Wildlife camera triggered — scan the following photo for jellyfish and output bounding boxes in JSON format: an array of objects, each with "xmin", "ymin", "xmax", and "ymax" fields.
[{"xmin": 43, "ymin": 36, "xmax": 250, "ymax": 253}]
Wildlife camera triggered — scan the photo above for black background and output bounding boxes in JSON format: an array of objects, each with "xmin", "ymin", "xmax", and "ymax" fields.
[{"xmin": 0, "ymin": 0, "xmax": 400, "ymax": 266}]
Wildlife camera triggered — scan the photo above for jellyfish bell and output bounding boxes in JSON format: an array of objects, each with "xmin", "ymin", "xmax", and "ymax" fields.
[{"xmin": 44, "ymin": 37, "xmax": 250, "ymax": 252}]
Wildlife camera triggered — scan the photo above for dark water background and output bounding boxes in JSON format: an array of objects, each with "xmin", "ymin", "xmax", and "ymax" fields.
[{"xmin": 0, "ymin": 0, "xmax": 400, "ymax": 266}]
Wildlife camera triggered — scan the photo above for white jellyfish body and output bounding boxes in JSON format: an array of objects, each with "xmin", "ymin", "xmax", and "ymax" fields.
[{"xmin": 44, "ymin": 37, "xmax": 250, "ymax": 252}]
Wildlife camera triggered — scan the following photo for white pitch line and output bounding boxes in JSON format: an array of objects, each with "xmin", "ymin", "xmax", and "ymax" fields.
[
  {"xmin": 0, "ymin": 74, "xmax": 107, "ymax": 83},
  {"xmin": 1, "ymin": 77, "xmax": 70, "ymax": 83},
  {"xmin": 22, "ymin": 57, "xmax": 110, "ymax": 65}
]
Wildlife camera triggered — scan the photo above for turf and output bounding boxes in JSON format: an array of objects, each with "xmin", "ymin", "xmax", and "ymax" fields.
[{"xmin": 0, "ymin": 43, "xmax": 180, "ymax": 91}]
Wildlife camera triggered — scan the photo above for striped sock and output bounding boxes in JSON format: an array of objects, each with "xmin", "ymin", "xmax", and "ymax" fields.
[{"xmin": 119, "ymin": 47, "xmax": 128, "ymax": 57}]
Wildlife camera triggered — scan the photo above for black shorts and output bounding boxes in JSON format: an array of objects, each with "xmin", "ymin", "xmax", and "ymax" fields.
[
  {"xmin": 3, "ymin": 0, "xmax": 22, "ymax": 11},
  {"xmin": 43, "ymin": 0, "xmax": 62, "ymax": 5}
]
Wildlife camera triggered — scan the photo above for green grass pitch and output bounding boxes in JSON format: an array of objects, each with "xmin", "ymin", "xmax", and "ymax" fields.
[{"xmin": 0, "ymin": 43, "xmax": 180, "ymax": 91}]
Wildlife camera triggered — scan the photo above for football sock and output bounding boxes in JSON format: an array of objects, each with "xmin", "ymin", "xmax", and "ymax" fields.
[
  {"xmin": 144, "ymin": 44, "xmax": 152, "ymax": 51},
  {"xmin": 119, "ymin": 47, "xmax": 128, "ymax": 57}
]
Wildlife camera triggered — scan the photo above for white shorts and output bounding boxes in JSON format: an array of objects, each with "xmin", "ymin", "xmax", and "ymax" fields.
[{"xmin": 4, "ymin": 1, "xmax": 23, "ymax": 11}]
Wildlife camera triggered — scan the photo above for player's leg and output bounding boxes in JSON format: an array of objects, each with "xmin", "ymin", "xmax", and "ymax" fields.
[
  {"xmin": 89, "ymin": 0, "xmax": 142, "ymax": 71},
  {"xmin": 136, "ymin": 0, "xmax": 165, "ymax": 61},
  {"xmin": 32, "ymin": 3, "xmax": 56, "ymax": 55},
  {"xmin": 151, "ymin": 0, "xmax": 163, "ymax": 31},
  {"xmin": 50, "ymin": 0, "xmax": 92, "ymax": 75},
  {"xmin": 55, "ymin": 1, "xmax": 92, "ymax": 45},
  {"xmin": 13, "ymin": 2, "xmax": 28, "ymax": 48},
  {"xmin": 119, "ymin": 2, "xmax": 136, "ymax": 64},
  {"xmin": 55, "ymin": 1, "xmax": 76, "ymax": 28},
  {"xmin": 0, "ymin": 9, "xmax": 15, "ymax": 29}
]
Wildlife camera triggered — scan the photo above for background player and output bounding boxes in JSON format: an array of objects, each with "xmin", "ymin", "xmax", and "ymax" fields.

▶ [TASK BRIEF]:
Retype all of the data shown above, word for word.

▶ [EXERCISE SOLUTION]:
Wildlife camera triggered — scan the following photo for jellyfish and output bounding boxes in JSON format: an array of objects, each with "xmin", "ymin", "xmax", and "ymax" fields.
[{"xmin": 43, "ymin": 36, "xmax": 250, "ymax": 253}]
Wildlife camera triggered — scan the photo above for black background and output bounding boxes in JSON format: an array of objects, each with "xmin", "ymin", "xmax", and "ymax" fields.
[{"xmin": 0, "ymin": 0, "xmax": 400, "ymax": 266}]
Wildlife camera triggered — scan the photo above for jellyfish bell and output bounding boxes in JSON format: an array of objects, each with "xmin", "ymin", "xmax", and "ymax" fields.
[{"xmin": 44, "ymin": 37, "xmax": 250, "ymax": 252}]
Wildlife camera triggered — scan the photo above for dark water background and output bounding boxes in JSON format: an array of objects, each with "xmin", "ymin", "xmax", and "ymax" fields.
[{"xmin": 0, "ymin": 0, "xmax": 400, "ymax": 266}]
Wildlife camera triggered — scan the photo above for white jellyfish body and output bounding boxes in JSON format: an array of objects, each with "xmin", "ymin", "xmax", and "ymax" fields.
[{"xmin": 44, "ymin": 37, "xmax": 250, "ymax": 252}]
Wildlife camera triggered — scan the following photo for white pitch line and output bounding boxes in JSON format: an array of objects, each with "xmin", "ymin", "xmax", and "ymax" fields.
[
  {"xmin": 0, "ymin": 74, "xmax": 107, "ymax": 83},
  {"xmin": 1, "ymin": 77, "xmax": 70, "ymax": 83},
  {"xmin": 22, "ymin": 57, "xmax": 110, "ymax": 65}
]
Wildlife camera triggered — scan the photo above for turf and output bounding boxes in JSON format: an array of objects, each with "xmin", "ymin", "xmax", and "ymax" fields.
[{"xmin": 0, "ymin": 43, "xmax": 180, "ymax": 91}]
Wildlife camera triggered — scan the photo above for striped sock and output bounding boxes in JSON format: an array of objects, each with "xmin", "ymin", "xmax", and "ymax" fields.
[{"xmin": 119, "ymin": 47, "xmax": 128, "ymax": 57}]
Wildlife camera triggered — scan the photo above for black shorts and output bounding boxes in JSON format: an array of objects, each with "xmin", "ymin", "xmax", and "ymax" fields.
[
  {"xmin": 3, "ymin": 0, "xmax": 22, "ymax": 11},
  {"xmin": 43, "ymin": 0, "xmax": 62, "ymax": 5}
]
Wildlife camera triggered — scan the photo above for green grass pitch and output bounding boxes in JSON format: an array of objects, each with "xmin", "ymin", "xmax", and "ymax" fields.
[{"xmin": 0, "ymin": 43, "xmax": 180, "ymax": 91}]
Wildlife camera triggered — scan the photo above for football sock and output bounding boxes in JSON format: an array of objects, each with "xmin", "ymin", "xmax", and "ymax" fields.
[
  {"xmin": 144, "ymin": 44, "xmax": 152, "ymax": 51},
  {"xmin": 119, "ymin": 47, "xmax": 128, "ymax": 57}
]
Wildlife camera triggered — scan the photo above for white shorts and output bounding boxes in JSON format: an array of objects, each with "xmin", "ymin", "xmax", and "ymax" fields.
[{"xmin": 4, "ymin": 1, "xmax": 23, "ymax": 11}]
Wildlife camera triggered — scan the photo above for player's leg and output bounding boxes in JSON format: an array of objects, each with "xmin", "ymin", "xmax", and "ymax" fields.
[
  {"xmin": 89, "ymin": 0, "xmax": 142, "ymax": 71},
  {"xmin": 136, "ymin": 0, "xmax": 165, "ymax": 61},
  {"xmin": 32, "ymin": 3, "xmax": 56, "ymax": 55},
  {"xmin": 151, "ymin": 0, "xmax": 163, "ymax": 31},
  {"xmin": 50, "ymin": 0, "xmax": 92, "ymax": 75},
  {"xmin": 55, "ymin": 1, "xmax": 92, "ymax": 45},
  {"xmin": 13, "ymin": 2, "xmax": 28, "ymax": 48},
  {"xmin": 119, "ymin": 2, "xmax": 136, "ymax": 64},
  {"xmin": 55, "ymin": 1, "xmax": 76, "ymax": 28},
  {"xmin": 0, "ymin": 9, "xmax": 15, "ymax": 29}
]
Wildlife camera triggered — scan the photo above for background player and output bounding boxes in JSON format: an array of objects, each with "xmin", "ymin", "xmax", and "ymax" fields.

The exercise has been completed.